[Stored items]
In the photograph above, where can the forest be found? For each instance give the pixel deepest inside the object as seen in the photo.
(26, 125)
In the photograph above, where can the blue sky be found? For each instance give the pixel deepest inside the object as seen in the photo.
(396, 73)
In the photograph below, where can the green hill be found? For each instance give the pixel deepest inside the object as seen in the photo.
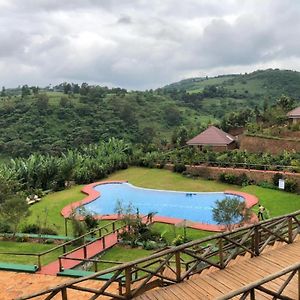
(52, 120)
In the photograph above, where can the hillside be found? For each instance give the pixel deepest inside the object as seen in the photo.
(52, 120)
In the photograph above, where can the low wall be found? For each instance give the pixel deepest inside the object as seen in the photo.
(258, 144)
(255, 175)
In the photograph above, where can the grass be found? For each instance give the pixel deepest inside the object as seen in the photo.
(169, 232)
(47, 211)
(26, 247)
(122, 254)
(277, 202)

---

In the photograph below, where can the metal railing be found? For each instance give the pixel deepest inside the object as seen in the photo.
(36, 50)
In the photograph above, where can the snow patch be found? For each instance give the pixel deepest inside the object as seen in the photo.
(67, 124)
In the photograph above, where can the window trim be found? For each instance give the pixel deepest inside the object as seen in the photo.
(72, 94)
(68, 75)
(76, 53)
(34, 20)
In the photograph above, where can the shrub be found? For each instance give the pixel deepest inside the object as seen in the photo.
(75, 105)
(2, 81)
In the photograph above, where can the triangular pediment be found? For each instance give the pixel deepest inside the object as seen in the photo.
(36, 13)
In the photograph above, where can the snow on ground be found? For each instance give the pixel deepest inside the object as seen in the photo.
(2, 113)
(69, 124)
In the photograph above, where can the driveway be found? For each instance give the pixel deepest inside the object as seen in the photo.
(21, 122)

---

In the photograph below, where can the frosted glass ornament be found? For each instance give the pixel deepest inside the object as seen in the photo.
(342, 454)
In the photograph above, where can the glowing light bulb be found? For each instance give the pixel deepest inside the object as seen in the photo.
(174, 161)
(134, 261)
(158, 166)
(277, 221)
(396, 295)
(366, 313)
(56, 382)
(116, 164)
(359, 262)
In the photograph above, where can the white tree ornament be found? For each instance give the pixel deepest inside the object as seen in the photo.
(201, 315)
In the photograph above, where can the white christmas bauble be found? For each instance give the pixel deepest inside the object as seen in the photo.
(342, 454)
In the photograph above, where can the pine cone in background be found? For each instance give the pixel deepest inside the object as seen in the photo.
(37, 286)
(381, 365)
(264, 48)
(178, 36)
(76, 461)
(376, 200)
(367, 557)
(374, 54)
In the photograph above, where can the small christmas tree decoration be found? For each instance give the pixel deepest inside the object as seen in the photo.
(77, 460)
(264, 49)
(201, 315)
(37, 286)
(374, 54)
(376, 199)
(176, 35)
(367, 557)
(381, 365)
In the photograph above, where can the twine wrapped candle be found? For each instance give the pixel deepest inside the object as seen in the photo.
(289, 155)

[GIVEN INSTRUCTION]: Tally the lines above that contain the word "white", and give only the number.

[SOLVED PROBLEM]: 2